> _How to complete this task_
The line containing "positive clicks: (242, 399)" marks the end: output every line of the data up to it, and that line too, exactly as written.
Dataset records Start Marker
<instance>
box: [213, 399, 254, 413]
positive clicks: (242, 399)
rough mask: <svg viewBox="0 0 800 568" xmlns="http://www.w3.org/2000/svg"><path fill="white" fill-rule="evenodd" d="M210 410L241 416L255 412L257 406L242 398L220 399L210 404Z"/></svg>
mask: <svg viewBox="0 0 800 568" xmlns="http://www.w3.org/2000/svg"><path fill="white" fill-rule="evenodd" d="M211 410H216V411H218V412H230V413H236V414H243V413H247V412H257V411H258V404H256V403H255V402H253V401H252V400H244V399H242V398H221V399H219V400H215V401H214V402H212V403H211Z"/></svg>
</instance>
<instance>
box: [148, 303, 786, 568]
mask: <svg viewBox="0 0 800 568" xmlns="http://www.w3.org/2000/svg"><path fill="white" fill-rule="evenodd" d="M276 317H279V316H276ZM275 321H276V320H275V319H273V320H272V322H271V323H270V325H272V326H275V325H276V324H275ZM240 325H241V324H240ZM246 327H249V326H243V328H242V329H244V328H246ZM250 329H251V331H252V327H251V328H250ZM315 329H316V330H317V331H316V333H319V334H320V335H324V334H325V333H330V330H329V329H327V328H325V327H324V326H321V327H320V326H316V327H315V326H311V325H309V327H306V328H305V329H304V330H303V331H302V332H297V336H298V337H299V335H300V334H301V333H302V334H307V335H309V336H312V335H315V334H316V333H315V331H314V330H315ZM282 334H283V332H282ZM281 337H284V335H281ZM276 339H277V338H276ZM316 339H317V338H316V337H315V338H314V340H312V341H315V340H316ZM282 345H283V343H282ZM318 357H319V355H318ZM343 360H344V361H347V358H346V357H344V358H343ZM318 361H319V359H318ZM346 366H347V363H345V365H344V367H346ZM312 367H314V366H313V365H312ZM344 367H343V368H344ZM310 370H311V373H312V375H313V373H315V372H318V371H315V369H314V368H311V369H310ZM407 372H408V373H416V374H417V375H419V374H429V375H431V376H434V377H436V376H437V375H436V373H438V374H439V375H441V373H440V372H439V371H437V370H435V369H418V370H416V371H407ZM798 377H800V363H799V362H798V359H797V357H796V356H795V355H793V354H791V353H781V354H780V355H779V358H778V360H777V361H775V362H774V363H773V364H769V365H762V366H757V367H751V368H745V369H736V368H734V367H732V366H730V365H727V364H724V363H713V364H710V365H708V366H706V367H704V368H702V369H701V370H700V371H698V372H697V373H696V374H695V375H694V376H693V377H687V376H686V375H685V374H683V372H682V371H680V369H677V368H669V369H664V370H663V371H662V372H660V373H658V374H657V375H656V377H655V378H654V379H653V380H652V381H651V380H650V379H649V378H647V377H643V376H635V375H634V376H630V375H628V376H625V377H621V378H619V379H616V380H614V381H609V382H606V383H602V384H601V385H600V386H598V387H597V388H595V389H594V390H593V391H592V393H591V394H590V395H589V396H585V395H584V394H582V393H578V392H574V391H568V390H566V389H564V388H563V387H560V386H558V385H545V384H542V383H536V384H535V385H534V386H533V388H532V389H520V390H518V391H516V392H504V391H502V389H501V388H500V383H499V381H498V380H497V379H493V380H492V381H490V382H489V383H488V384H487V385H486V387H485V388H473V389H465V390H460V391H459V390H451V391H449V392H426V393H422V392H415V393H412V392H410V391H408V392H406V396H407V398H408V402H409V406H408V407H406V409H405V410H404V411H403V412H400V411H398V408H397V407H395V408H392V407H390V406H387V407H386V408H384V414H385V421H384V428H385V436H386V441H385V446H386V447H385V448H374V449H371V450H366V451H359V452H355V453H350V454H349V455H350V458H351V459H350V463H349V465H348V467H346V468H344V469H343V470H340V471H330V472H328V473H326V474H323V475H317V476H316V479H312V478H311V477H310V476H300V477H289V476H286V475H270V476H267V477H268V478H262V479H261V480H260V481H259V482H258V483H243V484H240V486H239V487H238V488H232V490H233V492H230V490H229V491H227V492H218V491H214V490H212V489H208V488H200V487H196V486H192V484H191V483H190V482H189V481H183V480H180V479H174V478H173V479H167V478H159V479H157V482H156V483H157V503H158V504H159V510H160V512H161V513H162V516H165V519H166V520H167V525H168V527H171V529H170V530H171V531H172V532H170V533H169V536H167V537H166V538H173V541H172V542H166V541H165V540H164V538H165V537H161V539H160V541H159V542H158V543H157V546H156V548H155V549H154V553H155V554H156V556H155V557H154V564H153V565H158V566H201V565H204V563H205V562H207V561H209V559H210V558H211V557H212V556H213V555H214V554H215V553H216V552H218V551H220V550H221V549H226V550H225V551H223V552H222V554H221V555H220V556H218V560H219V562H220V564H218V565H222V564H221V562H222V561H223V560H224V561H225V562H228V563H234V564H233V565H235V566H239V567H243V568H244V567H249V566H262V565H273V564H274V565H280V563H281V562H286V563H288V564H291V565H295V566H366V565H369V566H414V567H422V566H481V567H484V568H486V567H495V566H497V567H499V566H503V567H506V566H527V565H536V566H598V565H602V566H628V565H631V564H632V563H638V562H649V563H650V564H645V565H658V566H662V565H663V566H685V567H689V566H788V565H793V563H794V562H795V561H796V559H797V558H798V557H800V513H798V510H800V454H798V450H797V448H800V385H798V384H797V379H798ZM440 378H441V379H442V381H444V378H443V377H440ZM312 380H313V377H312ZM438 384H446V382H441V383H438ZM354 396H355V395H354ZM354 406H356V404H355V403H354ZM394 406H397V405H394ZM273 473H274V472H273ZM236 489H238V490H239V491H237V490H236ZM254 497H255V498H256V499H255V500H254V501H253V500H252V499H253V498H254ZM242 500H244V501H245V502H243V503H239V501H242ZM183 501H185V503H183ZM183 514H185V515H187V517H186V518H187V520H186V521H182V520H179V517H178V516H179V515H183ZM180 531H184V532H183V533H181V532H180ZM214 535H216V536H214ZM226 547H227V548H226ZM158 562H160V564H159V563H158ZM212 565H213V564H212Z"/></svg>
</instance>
Dataset records End Marker
> _Result for this task_
<instance>
box: [213, 399, 254, 413]
positive clicks: (242, 399)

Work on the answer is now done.